→ RECORDS FOR THIS EXERCISE
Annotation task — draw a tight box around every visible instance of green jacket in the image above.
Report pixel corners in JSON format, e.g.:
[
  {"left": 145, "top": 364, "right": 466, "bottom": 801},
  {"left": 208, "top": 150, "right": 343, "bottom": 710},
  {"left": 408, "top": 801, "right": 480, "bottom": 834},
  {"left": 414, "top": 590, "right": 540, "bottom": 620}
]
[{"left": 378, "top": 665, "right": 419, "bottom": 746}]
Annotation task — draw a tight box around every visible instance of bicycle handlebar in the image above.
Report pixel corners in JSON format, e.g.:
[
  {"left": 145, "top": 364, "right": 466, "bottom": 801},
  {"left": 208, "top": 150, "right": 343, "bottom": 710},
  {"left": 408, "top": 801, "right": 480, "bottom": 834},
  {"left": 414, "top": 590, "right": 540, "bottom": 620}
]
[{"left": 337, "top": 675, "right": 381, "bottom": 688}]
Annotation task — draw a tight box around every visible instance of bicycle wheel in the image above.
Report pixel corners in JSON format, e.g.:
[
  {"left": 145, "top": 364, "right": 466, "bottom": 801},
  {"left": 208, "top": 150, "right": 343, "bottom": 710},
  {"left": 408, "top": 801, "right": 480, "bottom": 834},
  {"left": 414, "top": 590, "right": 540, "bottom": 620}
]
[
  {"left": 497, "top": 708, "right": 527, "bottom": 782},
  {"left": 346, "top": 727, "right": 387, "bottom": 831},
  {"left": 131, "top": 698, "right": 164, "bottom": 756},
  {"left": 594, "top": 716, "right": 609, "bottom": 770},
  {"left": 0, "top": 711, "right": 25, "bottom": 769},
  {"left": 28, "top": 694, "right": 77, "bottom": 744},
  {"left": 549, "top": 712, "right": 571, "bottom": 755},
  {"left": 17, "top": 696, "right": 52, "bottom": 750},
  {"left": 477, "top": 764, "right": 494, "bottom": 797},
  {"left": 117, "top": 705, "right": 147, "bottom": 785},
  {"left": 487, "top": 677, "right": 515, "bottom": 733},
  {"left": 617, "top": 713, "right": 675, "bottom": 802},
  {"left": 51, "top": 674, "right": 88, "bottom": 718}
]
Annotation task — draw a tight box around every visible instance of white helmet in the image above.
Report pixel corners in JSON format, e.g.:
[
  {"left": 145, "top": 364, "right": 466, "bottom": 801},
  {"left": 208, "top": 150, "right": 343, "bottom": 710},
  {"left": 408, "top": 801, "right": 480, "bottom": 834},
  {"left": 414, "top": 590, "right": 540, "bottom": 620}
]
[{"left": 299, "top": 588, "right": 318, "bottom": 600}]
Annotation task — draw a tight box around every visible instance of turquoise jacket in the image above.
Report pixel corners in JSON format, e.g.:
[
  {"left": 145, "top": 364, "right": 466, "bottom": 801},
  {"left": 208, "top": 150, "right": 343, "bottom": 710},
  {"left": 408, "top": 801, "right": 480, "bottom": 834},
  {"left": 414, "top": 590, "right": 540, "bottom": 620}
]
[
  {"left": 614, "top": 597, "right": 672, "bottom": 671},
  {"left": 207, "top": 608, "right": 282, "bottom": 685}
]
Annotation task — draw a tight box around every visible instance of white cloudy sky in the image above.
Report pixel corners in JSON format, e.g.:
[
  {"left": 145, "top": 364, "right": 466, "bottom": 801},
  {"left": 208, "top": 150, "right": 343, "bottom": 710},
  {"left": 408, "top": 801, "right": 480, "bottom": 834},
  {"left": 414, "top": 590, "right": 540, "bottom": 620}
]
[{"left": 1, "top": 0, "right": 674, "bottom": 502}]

→ THE PROBLEM
For this task, please set down every entry exactly, with no line left out.

→ TASK ANSWER
Annotation task — draw a tight box around every visible instance of green jacket in the image above.
Report pixel corners in JSON format, e.g.:
[
  {"left": 145, "top": 364, "right": 466, "bottom": 801},
  {"left": 208, "top": 150, "right": 343, "bottom": 710},
  {"left": 408, "top": 801, "right": 480, "bottom": 834},
  {"left": 414, "top": 590, "right": 540, "bottom": 620}
]
[{"left": 378, "top": 665, "right": 419, "bottom": 746}]
Annotation task — draw a tight box around every visible instance of bicycle handlebar in the image above.
Report pixel corners in JSON format, e.g.:
[
  {"left": 145, "top": 364, "right": 466, "bottom": 801},
  {"left": 208, "top": 150, "right": 343, "bottom": 710},
  {"left": 408, "top": 801, "right": 480, "bottom": 834},
  {"left": 414, "top": 590, "right": 540, "bottom": 620}
]
[{"left": 337, "top": 675, "right": 381, "bottom": 688}]
Annotation task — draw a tight box around every visible instance of bicycle wheel in the image above.
Report pixel corners in JSON format, e.g.:
[
  {"left": 145, "top": 364, "right": 466, "bottom": 801},
  {"left": 208, "top": 150, "right": 343, "bottom": 710},
  {"left": 408, "top": 801, "right": 480, "bottom": 834},
  {"left": 414, "top": 590, "right": 540, "bottom": 620}
]
[
  {"left": 497, "top": 708, "right": 527, "bottom": 782},
  {"left": 346, "top": 727, "right": 387, "bottom": 831},
  {"left": 131, "top": 698, "right": 164, "bottom": 756},
  {"left": 594, "top": 716, "right": 609, "bottom": 770},
  {"left": 0, "top": 711, "right": 25, "bottom": 769},
  {"left": 28, "top": 694, "right": 77, "bottom": 744},
  {"left": 549, "top": 712, "right": 571, "bottom": 755},
  {"left": 17, "top": 696, "right": 52, "bottom": 750},
  {"left": 477, "top": 764, "right": 494, "bottom": 797},
  {"left": 117, "top": 705, "right": 147, "bottom": 785},
  {"left": 487, "top": 677, "right": 515, "bottom": 733},
  {"left": 617, "top": 713, "right": 675, "bottom": 802},
  {"left": 51, "top": 674, "right": 88, "bottom": 718}
]
Annotation task — draw a tight box around every visible instance of white helmet in the image above.
Report pixel corners in JSON format, e.g.:
[
  {"left": 145, "top": 364, "right": 466, "bottom": 801},
  {"left": 208, "top": 150, "right": 343, "bottom": 710},
  {"left": 408, "top": 801, "right": 480, "bottom": 834},
  {"left": 414, "top": 590, "right": 540, "bottom": 620}
]
[{"left": 299, "top": 588, "right": 318, "bottom": 600}]
Annotation task — draw a tight box around every visible instance of turquoise jacket in the image above.
Report pixel corners in JSON format, e.g.:
[
  {"left": 145, "top": 364, "right": 466, "bottom": 801},
  {"left": 208, "top": 150, "right": 343, "bottom": 710},
  {"left": 408, "top": 801, "right": 480, "bottom": 834},
  {"left": 414, "top": 590, "right": 540, "bottom": 620}
]
[
  {"left": 614, "top": 597, "right": 672, "bottom": 671},
  {"left": 207, "top": 608, "right": 282, "bottom": 685}
]
Annotation task — draw a tight box around every visible instance of white cloudy sky in the image above.
Report pixel corners in JSON format, e.g.:
[
  {"left": 145, "top": 364, "right": 466, "bottom": 801},
  {"left": 208, "top": 150, "right": 343, "bottom": 710},
  {"left": 408, "top": 801, "right": 480, "bottom": 834},
  {"left": 414, "top": 590, "right": 540, "bottom": 620}
]
[{"left": 1, "top": 0, "right": 674, "bottom": 502}]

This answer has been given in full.